#### RECORDS SUPPLIED
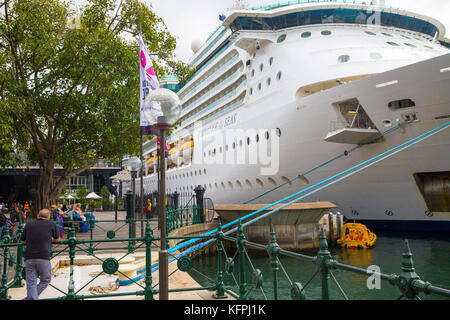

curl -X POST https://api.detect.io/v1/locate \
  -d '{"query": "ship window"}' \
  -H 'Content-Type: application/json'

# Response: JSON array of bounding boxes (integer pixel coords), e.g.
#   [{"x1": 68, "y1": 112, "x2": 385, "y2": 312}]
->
[
  {"x1": 388, "y1": 99, "x2": 416, "y2": 111},
  {"x1": 277, "y1": 128, "x2": 281, "y2": 137},
  {"x1": 338, "y1": 54, "x2": 350, "y2": 63},
  {"x1": 369, "y1": 52, "x2": 383, "y2": 60},
  {"x1": 302, "y1": 31, "x2": 311, "y2": 38},
  {"x1": 277, "y1": 34, "x2": 286, "y2": 43},
  {"x1": 256, "y1": 178, "x2": 264, "y2": 187}
]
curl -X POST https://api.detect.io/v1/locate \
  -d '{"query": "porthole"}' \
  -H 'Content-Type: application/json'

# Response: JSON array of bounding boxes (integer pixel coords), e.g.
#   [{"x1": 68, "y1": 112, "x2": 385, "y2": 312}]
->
[
  {"x1": 277, "y1": 34, "x2": 286, "y2": 43},
  {"x1": 338, "y1": 54, "x2": 350, "y2": 63},
  {"x1": 369, "y1": 52, "x2": 383, "y2": 60},
  {"x1": 276, "y1": 128, "x2": 281, "y2": 137},
  {"x1": 387, "y1": 41, "x2": 398, "y2": 47},
  {"x1": 256, "y1": 178, "x2": 264, "y2": 187},
  {"x1": 301, "y1": 31, "x2": 311, "y2": 38}
]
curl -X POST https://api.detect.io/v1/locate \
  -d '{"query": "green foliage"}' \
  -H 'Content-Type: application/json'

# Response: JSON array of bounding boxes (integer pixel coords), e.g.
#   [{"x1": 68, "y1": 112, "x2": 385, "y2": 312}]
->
[
  {"x1": 100, "y1": 186, "x2": 111, "y2": 204},
  {"x1": 75, "y1": 186, "x2": 87, "y2": 205},
  {"x1": 0, "y1": 0, "x2": 192, "y2": 205}
]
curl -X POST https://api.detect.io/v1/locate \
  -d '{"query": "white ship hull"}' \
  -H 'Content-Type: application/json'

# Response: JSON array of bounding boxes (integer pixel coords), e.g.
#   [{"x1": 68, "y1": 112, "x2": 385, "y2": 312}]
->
[{"x1": 125, "y1": 3, "x2": 450, "y2": 232}]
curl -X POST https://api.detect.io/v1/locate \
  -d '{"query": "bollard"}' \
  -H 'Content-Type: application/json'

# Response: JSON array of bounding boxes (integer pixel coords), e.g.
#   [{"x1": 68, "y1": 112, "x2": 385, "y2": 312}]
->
[
  {"x1": 194, "y1": 185, "x2": 206, "y2": 223},
  {"x1": 213, "y1": 219, "x2": 227, "y2": 299},
  {"x1": 266, "y1": 224, "x2": 280, "y2": 300},
  {"x1": 316, "y1": 228, "x2": 332, "y2": 300}
]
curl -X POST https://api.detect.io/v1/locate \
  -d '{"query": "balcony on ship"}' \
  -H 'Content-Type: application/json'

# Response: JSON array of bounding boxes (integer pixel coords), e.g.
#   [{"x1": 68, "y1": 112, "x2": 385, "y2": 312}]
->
[{"x1": 324, "y1": 99, "x2": 380, "y2": 145}]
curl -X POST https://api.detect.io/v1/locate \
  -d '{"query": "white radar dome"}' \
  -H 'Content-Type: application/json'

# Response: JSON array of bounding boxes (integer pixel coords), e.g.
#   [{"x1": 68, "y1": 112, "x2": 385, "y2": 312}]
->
[{"x1": 191, "y1": 39, "x2": 203, "y2": 53}]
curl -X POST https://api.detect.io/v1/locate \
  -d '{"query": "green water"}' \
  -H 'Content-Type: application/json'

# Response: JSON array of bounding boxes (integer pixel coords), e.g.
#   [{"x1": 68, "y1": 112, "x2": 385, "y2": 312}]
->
[{"x1": 190, "y1": 234, "x2": 450, "y2": 300}]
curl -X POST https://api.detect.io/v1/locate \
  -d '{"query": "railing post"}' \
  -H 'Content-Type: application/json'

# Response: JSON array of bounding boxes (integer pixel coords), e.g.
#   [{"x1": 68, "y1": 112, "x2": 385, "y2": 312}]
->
[
  {"x1": 88, "y1": 212, "x2": 95, "y2": 256},
  {"x1": 67, "y1": 228, "x2": 77, "y2": 300},
  {"x1": 125, "y1": 190, "x2": 134, "y2": 253},
  {"x1": 11, "y1": 221, "x2": 24, "y2": 288},
  {"x1": 144, "y1": 220, "x2": 153, "y2": 300},
  {"x1": 0, "y1": 235, "x2": 11, "y2": 300},
  {"x1": 236, "y1": 220, "x2": 248, "y2": 300},
  {"x1": 267, "y1": 224, "x2": 280, "y2": 300},
  {"x1": 213, "y1": 219, "x2": 227, "y2": 299},
  {"x1": 317, "y1": 229, "x2": 332, "y2": 300}
]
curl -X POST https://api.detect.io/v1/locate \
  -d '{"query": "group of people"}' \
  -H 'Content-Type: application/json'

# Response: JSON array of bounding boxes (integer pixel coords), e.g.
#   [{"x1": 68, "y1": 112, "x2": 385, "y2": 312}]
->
[
  {"x1": 0, "y1": 204, "x2": 86, "y2": 300},
  {"x1": 0, "y1": 202, "x2": 31, "y2": 239}
]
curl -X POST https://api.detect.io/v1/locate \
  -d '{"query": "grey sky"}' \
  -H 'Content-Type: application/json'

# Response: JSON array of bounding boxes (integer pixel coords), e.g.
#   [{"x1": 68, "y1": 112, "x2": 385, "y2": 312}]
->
[{"x1": 147, "y1": 0, "x2": 450, "y2": 62}]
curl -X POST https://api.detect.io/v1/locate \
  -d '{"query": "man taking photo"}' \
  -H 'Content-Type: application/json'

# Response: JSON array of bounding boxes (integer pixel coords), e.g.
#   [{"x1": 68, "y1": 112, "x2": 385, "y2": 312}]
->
[{"x1": 22, "y1": 209, "x2": 60, "y2": 300}]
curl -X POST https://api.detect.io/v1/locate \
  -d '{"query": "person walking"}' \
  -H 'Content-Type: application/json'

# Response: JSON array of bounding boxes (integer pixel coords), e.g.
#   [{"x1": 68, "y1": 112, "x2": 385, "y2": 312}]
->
[{"x1": 21, "y1": 209, "x2": 61, "y2": 300}]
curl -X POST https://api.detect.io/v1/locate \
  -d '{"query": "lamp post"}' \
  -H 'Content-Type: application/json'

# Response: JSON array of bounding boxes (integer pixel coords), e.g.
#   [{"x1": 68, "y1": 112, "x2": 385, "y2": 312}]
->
[
  {"x1": 144, "y1": 88, "x2": 181, "y2": 300},
  {"x1": 111, "y1": 179, "x2": 120, "y2": 223},
  {"x1": 127, "y1": 157, "x2": 142, "y2": 238}
]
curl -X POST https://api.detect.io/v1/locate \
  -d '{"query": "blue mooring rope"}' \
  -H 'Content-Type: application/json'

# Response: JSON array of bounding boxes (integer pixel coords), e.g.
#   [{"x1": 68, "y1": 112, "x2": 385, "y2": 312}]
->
[
  {"x1": 119, "y1": 122, "x2": 450, "y2": 285},
  {"x1": 242, "y1": 121, "x2": 411, "y2": 204}
]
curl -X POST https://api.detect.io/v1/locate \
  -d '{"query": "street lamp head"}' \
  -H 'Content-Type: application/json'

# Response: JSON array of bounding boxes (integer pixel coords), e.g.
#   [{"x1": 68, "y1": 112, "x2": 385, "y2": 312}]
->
[
  {"x1": 127, "y1": 157, "x2": 142, "y2": 172},
  {"x1": 144, "y1": 88, "x2": 181, "y2": 126}
]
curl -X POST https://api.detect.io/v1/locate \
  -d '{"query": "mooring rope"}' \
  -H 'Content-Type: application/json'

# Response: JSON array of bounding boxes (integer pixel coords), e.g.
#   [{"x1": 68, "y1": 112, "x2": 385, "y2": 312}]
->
[
  {"x1": 242, "y1": 121, "x2": 411, "y2": 204},
  {"x1": 120, "y1": 122, "x2": 450, "y2": 284}
]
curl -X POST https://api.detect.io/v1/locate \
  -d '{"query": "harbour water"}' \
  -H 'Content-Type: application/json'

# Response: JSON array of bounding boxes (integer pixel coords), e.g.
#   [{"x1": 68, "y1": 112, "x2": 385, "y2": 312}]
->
[{"x1": 190, "y1": 233, "x2": 450, "y2": 300}]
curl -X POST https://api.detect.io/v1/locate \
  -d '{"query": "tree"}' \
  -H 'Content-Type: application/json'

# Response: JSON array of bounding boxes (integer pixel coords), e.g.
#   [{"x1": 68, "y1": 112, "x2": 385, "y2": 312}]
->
[
  {"x1": 0, "y1": 0, "x2": 193, "y2": 215},
  {"x1": 75, "y1": 186, "x2": 87, "y2": 205}
]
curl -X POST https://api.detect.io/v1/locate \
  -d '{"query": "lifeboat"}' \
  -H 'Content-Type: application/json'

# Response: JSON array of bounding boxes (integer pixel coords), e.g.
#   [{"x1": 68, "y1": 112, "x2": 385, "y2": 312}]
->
[
  {"x1": 180, "y1": 140, "x2": 194, "y2": 163},
  {"x1": 337, "y1": 223, "x2": 377, "y2": 249}
]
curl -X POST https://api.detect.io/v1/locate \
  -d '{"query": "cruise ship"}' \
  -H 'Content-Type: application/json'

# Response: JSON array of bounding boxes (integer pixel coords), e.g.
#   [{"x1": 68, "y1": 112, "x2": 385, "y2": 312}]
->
[{"x1": 125, "y1": 1, "x2": 450, "y2": 232}]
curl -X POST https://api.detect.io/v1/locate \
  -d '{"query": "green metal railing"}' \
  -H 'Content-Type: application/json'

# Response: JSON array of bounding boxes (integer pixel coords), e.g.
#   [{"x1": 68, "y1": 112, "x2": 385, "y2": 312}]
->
[{"x1": 0, "y1": 215, "x2": 450, "y2": 300}]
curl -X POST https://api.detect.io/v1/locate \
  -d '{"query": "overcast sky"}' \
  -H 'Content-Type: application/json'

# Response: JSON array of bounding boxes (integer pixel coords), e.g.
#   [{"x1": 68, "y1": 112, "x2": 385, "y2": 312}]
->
[{"x1": 142, "y1": 0, "x2": 450, "y2": 62}]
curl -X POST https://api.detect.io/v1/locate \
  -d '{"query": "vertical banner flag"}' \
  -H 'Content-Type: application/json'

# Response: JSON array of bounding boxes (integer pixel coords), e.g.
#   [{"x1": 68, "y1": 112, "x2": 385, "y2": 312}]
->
[{"x1": 139, "y1": 34, "x2": 162, "y2": 136}]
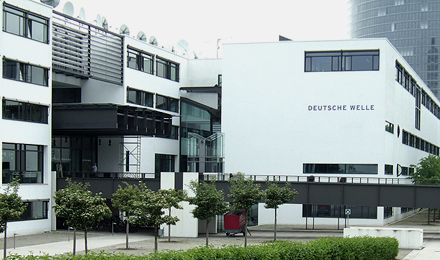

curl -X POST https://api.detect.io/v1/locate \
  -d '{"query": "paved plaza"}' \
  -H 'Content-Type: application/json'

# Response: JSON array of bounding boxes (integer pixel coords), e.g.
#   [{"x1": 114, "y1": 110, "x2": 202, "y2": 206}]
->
[{"x1": 0, "y1": 210, "x2": 440, "y2": 260}]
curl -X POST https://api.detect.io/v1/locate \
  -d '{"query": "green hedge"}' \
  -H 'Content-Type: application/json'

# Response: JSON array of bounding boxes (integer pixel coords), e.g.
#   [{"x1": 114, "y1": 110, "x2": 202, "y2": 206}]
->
[{"x1": 7, "y1": 237, "x2": 399, "y2": 260}]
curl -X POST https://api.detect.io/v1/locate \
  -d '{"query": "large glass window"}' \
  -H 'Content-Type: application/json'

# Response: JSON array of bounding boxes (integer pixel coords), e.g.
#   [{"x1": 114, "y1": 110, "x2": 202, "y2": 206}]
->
[
  {"x1": 127, "y1": 48, "x2": 153, "y2": 74},
  {"x1": 2, "y1": 143, "x2": 43, "y2": 183},
  {"x1": 3, "y1": 59, "x2": 49, "y2": 86},
  {"x1": 156, "y1": 95, "x2": 179, "y2": 112},
  {"x1": 3, "y1": 4, "x2": 49, "y2": 43},
  {"x1": 154, "y1": 154, "x2": 175, "y2": 173},
  {"x1": 304, "y1": 50, "x2": 379, "y2": 72},
  {"x1": 303, "y1": 163, "x2": 378, "y2": 174},
  {"x1": 156, "y1": 57, "x2": 179, "y2": 82},
  {"x1": 2, "y1": 99, "x2": 49, "y2": 124},
  {"x1": 302, "y1": 204, "x2": 377, "y2": 219}
]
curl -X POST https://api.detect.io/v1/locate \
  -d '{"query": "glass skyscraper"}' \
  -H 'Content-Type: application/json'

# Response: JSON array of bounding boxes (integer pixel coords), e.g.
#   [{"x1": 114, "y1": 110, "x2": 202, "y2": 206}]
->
[{"x1": 350, "y1": 0, "x2": 440, "y2": 99}]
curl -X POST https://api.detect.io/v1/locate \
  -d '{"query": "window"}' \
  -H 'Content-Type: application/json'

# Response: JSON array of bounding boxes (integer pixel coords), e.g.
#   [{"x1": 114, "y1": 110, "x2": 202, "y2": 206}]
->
[
  {"x1": 305, "y1": 50, "x2": 379, "y2": 72},
  {"x1": 127, "y1": 48, "x2": 153, "y2": 74},
  {"x1": 19, "y1": 200, "x2": 49, "y2": 220},
  {"x1": 156, "y1": 95, "x2": 179, "y2": 112},
  {"x1": 52, "y1": 88, "x2": 81, "y2": 103},
  {"x1": 303, "y1": 163, "x2": 378, "y2": 174},
  {"x1": 156, "y1": 57, "x2": 179, "y2": 82},
  {"x1": 127, "y1": 88, "x2": 154, "y2": 107},
  {"x1": 302, "y1": 204, "x2": 377, "y2": 219},
  {"x1": 384, "y1": 164, "x2": 394, "y2": 175},
  {"x1": 2, "y1": 99, "x2": 49, "y2": 124},
  {"x1": 3, "y1": 4, "x2": 49, "y2": 43},
  {"x1": 2, "y1": 143, "x2": 43, "y2": 183},
  {"x1": 154, "y1": 154, "x2": 175, "y2": 173},
  {"x1": 3, "y1": 59, "x2": 49, "y2": 86}
]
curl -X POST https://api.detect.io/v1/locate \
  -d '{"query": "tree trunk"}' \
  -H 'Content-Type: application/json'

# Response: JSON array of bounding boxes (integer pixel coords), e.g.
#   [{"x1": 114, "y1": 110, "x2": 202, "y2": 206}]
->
[
  {"x1": 206, "y1": 219, "x2": 210, "y2": 246},
  {"x1": 125, "y1": 220, "x2": 130, "y2": 249},
  {"x1": 73, "y1": 228, "x2": 76, "y2": 255},
  {"x1": 244, "y1": 215, "x2": 247, "y2": 247},
  {"x1": 84, "y1": 228, "x2": 87, "y2": 255},
  {"x1": 273, "y1": 207, "x2": 277, "y2": 242},
  {"x1": 3, "y1": 222, "x2": 8, "y2": 258},
  {"x1": 154, "y1": 225, "x2": 158, "y2": 252}
]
########
Show every line from the items above that contains the string "railing", copying each line in full.

  -d '{"query": "railing post"}' \
  -d '{"query": "green metal railing"}' \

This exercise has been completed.